═════ Dataset entries ═════

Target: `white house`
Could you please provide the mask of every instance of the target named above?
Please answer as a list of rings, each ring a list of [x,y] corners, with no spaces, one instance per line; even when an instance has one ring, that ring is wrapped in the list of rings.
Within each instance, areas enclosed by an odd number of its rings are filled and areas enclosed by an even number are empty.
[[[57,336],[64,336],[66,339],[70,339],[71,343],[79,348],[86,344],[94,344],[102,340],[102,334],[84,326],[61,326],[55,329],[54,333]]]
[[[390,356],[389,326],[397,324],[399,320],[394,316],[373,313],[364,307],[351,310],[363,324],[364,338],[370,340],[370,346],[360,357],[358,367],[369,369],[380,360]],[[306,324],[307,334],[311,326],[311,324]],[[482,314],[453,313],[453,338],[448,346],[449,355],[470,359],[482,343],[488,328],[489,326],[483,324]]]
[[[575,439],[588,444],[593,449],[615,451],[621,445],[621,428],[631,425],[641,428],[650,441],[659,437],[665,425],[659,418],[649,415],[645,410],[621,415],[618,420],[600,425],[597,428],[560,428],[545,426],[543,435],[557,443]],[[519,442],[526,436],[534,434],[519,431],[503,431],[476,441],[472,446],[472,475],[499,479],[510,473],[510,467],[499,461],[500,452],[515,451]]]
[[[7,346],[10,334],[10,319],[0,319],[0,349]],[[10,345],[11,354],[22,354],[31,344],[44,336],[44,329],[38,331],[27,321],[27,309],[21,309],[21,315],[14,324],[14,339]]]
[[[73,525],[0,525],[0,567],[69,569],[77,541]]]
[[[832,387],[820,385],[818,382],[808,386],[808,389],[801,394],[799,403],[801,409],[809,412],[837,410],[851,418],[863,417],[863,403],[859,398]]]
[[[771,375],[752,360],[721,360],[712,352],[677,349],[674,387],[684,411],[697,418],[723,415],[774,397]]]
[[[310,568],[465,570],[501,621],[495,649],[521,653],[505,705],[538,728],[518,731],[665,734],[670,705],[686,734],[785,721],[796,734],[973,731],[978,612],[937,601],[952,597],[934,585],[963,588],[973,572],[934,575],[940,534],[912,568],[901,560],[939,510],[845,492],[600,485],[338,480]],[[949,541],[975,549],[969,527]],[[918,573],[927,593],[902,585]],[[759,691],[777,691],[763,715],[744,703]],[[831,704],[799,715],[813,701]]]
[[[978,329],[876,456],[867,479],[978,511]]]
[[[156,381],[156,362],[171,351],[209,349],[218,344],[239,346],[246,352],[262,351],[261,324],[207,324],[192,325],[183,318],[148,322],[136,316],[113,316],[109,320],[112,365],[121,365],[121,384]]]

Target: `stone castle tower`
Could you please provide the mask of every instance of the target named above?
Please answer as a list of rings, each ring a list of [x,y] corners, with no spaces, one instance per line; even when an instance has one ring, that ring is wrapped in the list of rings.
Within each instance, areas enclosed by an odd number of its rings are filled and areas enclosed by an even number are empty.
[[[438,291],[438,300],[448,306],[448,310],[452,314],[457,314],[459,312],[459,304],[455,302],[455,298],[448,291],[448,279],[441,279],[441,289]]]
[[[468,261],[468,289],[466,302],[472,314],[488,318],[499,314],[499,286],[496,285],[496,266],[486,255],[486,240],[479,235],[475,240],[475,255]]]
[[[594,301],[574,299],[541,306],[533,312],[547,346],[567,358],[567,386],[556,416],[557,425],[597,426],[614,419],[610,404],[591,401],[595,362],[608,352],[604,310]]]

═════

What the task asks — Give the rows above again, changing "corners" to "points" wherever it appears and keeping everything else the same.

Correct result —
Target: `white house`
Could you please provide the mask of every instance of the target named above?
Please answer as a list of rings, each ring a list of [x,y] points, with no spaces, one instance per line; even when an instance has one ring, that ring is wrapped in the list of rings.
Within each instance, areas enclosed by an odd number of its rings are filled and areas enclosed by an even number are empty.
[[[57,336],[64,336],[66,339],[70,339],[71,343],[79,348],[86,344],[94,344],[102,340],[102,334],[84,326],[61,326],[55,329],[54,333]]]
[[[390,356],[389,326],[397,324],[399,320],[394,316],[373,313],[364,307],[351,310],[363,324],[364,338],[370,340],[370,346],[360,357],[358,367],[369,369],[380,360]],[[306,324],[307,334],[311,326],[311,324]],[[482,314],[453,313],[453,338],[448,346],[449,355],[470,359],[482,343],[488,328],[489,326],[483,324]]]
[[[575,439],[588,444],[593,449],[615,451],[621,445],[621,428],[631,425],[641,428],[650,441],[659,437],[665,425],[659,418],[649,415],[645,410],[621,415],[618,420],[600,425],[597,428],[560,428],[545,426],[543,435],[557,443]],[[519,442],[526,436],[534,434],[519,431],[503,431],[476,441],[472,446],[472,475],[499,479],[510,473],[510,467],[499,461],[500,452],[515,451]]]
[[[7,346],[10,334],[10,319],[0,319],[0,349]],[[10,345],[11,354],[22,354],[31,344],[44,336],[44,329],[38,331],[27,321],[27,309],[21,309],[21,315],[14,324],[14,339]]]
[[[73,525],[0,525],[0,567],[69,569],[77,541]]]
[[[832,387],[820,385],[818,382],[808,386],[808,389],[801,394],[799,403],[801,409],[809,412],[837,410],[851,418],[863,417],[863,403],[859,398]]]
[[[771,375],[752,360],[721,360],[712,352],[677,349],[674,387],[684,411],[697,418],[723,415],[774,397]]]
[[[310,568],[465,570],[501,621],[495,649],[521,653],[505,705],[538,728],[518,731],[665,734],[670,705],[686,734],[785,721],[796,734],[973,731],[978,612],[937,601],[952,597],[934,585],[963,588],[973,572],[934,575],[940,534],[912,568],[901,560],[939,510],[845,492],[600,485],[338,480]],[[949,541],[975,549],[969,527]],[[918,573],[927,593],[902,585]],[[759,691],[777,691],[763,715],[744,703]],[[831,704],[799,715],[813,701]]]
[[[978,329],[876,456],[867,479],[978,511]]]
[[[156,381],[156,362],[171,351],[209,349],[218,344],[239,346],[246,352],[262,351],[261,324],[207,324],[192,325],[183,318],[148,322],[136,316],[113,316],[109,320],[112,365],[121,365],[121,384]]]

Target: `stone castle tower`
Could you please provide the mask of every instance of the target named above?
Please answer as a list of rings, each ring a list of [x,y] points, with no spaces, one instance per line; even when an instance has one ring, that ring is wrapped in the list of rings.
Within each instance, areas enclosed by an odd number of its rings are filled and areas enclosed by an even number are empty.
[[[438,291],[438,300],[448,306],[448,310],[452,314],[457,314],[459,312],[459,304],[455,302],[455,298],[448,291],[448,279],[441,279],[441,289]]]
[[[468,261],[468,289],[466,302],[472,314],[488,318],[499,314],[499,286],[496,285],[496,266],[486,255],[486,240],[479,235],[475,240],[475,255]]]
[[[594,301],[574,299],[541,306],[533,312],[547,346],[567,358],[567,386],[556,416],[557,425],[597,426],[614,419],[610,404],[591,401],[595,362],[608,352],[604,310]]]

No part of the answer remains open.